Your objective: From the listing below, keep only the lines that contain the string "snow" and copy each one out. Uppercase and lowercase letters must match.

## start Exercise materials

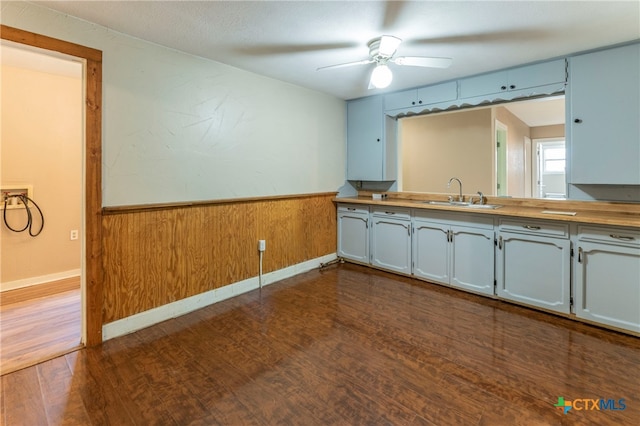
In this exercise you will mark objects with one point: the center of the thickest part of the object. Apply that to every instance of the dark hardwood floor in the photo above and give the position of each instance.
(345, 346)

## end Exercise materials
## start Exercise materials

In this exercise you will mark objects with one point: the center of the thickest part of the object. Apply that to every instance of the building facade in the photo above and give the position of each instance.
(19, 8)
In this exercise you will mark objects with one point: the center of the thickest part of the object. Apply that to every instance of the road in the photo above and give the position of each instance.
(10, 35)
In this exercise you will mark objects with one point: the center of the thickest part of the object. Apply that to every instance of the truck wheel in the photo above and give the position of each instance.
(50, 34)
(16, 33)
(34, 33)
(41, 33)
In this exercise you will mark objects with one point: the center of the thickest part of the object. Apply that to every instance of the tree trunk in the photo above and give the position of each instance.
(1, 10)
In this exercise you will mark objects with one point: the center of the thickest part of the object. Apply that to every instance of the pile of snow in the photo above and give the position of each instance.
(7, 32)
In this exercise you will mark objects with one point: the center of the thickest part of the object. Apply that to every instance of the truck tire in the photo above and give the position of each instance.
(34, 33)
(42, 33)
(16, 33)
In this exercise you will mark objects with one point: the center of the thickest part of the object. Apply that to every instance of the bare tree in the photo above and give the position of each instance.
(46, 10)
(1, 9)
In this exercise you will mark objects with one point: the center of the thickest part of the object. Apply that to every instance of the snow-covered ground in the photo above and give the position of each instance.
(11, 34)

## end Exercise materials
## start Exercise materials

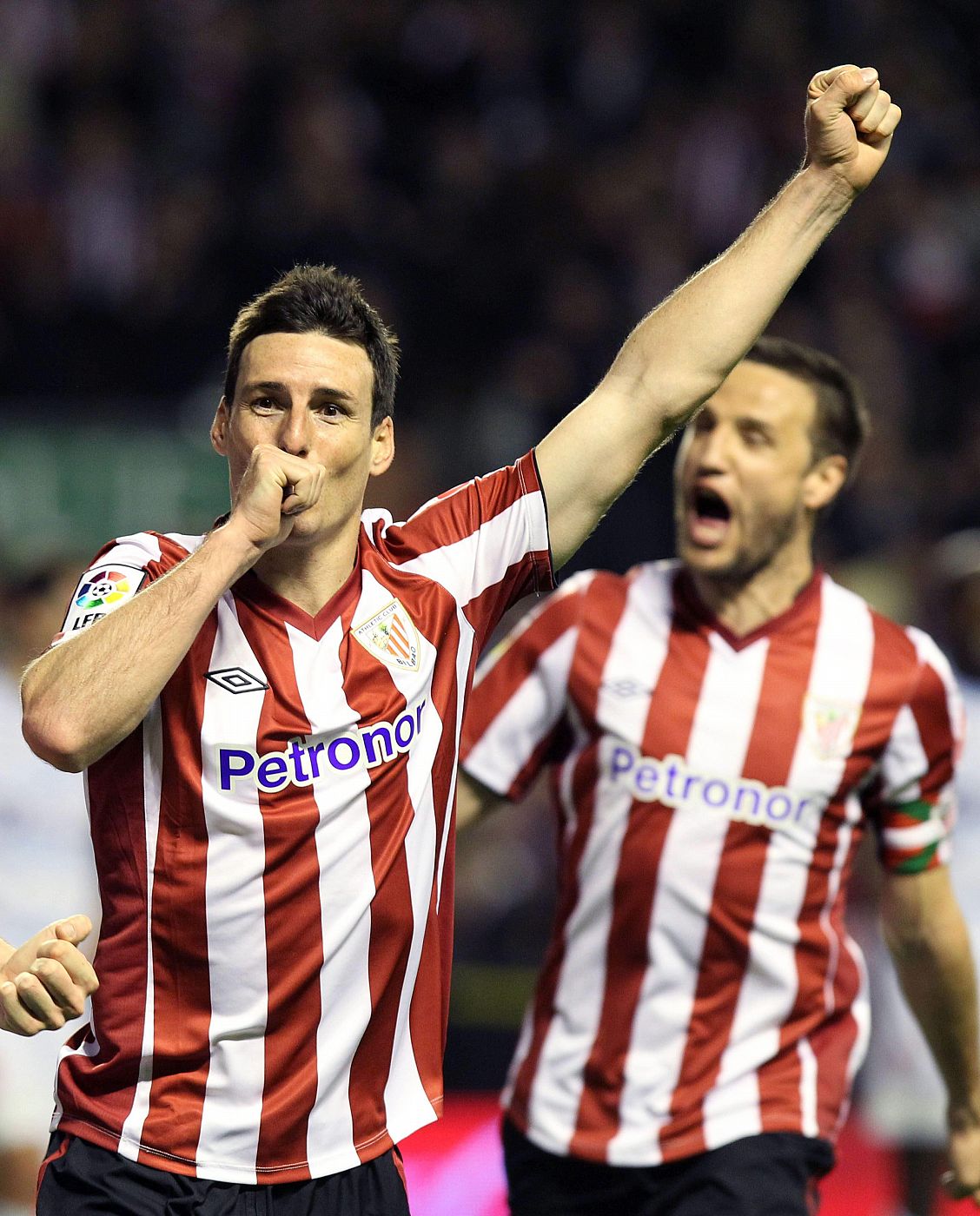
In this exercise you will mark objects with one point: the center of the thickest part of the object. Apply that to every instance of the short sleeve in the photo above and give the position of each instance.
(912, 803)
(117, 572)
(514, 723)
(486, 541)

## end Exercise materials

Final result:
In this exercise you will mark objects with one point: the center of the thickest part of the object. Apply that to every instance of the pile of snow in the photo above and give the position of each instance.
In this exercise you will mark objects with one point: the center of the thickest part of the object. Apply that to every instance of the snow-covered ground in the photo above and give the position of each instance.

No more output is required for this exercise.